== Stated task ==
Could you copy out, unchanged, the part of the records below that opens with the line containing "Find the chrome" and runs through the end of the records, including both the first and last lines and nothing else?
______
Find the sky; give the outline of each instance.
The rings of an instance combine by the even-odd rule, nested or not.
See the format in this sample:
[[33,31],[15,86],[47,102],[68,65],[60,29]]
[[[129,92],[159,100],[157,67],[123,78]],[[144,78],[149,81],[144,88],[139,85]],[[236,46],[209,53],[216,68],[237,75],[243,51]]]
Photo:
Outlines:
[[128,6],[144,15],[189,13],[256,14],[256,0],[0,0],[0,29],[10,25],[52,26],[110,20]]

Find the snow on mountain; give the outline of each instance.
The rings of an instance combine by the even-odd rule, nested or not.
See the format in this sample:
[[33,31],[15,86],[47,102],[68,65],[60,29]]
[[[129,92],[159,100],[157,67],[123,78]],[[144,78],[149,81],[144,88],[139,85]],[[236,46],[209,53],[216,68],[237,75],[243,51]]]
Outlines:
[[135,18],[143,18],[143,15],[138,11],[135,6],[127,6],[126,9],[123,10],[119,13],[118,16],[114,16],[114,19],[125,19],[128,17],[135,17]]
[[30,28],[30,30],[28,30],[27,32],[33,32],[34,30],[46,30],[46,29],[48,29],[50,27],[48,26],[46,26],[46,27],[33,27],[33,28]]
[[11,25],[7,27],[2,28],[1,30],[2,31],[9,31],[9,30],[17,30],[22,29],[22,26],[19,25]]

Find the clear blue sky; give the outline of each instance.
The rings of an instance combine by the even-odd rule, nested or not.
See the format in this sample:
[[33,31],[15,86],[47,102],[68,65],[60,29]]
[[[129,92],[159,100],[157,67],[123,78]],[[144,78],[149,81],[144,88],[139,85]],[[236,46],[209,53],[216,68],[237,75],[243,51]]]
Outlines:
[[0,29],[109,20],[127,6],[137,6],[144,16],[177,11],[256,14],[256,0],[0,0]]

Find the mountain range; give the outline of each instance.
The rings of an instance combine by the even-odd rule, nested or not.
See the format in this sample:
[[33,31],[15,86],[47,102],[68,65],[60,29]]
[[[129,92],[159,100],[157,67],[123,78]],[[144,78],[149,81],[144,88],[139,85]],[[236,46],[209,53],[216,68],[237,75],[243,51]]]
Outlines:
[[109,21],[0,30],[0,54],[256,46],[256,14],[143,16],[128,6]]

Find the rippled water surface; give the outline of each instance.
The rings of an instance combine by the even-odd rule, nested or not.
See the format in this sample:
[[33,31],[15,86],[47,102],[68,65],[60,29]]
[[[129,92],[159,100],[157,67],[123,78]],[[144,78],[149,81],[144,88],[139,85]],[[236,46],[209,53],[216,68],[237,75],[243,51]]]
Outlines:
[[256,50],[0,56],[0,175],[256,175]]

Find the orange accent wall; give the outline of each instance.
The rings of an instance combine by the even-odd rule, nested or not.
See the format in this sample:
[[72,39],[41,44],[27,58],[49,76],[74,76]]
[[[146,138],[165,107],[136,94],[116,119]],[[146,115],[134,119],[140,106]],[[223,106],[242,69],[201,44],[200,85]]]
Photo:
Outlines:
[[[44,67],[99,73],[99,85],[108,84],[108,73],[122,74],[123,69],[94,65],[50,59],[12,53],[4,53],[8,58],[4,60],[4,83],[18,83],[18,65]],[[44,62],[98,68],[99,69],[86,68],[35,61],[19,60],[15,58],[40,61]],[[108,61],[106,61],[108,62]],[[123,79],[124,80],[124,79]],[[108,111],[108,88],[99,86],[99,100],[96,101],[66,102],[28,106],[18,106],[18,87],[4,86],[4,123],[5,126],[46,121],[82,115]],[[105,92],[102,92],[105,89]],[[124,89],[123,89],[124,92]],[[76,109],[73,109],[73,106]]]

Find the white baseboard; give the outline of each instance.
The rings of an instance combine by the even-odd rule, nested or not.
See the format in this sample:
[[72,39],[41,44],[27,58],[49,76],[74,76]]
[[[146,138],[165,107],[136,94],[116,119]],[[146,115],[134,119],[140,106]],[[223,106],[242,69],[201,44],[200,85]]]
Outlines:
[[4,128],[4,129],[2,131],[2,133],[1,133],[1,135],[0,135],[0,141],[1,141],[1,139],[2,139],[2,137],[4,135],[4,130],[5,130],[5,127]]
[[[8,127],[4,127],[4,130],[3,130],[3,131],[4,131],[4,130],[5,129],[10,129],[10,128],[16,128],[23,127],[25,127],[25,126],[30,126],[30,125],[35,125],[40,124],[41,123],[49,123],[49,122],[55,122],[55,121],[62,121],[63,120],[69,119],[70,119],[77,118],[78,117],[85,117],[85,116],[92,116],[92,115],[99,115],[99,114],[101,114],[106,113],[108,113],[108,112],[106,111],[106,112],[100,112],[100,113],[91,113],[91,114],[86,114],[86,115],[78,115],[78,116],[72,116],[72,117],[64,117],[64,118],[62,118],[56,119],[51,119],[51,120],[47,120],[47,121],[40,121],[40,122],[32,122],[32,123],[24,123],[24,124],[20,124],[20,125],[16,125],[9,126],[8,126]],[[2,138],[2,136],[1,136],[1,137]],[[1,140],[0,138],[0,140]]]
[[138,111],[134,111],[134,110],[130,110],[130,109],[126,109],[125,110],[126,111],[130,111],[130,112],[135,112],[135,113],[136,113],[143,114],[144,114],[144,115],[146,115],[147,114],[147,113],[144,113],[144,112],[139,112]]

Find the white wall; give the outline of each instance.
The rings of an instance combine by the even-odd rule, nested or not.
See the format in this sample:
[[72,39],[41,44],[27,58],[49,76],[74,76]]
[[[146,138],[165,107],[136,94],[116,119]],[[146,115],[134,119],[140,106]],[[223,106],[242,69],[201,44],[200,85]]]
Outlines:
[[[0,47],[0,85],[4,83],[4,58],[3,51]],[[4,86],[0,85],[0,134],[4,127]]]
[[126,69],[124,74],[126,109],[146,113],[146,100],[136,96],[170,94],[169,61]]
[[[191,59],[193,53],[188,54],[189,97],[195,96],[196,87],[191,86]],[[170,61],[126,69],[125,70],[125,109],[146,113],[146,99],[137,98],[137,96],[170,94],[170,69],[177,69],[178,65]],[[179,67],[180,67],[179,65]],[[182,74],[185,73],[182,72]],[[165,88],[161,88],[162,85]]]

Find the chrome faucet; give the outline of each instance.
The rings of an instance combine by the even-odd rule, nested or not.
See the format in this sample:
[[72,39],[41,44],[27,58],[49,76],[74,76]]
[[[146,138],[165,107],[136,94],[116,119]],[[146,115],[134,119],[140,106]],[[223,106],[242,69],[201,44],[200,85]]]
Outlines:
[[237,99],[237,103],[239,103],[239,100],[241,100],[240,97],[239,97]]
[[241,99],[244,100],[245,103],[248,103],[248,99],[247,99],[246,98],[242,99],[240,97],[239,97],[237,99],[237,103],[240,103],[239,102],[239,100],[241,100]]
______
== Expected output ==
Find the chrome faucet; give the outline of each instance.
The rings of an instance combine by the even-odd rule, nested or not.
See the format in this sample:
[[72,39],[41,44],[27,58],[49,76],[74,76]]
[[[146,138],[165,107],[136,94],[116,119]],[[146,115],[134,119],[140,106]],[[223,106],[242,69],[201,44],[200,85]]]
Outlines:
[[237,99],[237,103],[239,103],[239,100],[241,100],[240,97],[239,97]]
[[241,99],[244,100],[245,103],[248,103],[248,99],[247,99],[246,98],[242,99],[240,97],[239,97],[237,99],[237,103],[240,103],[239,102],[239,100],[241,100]]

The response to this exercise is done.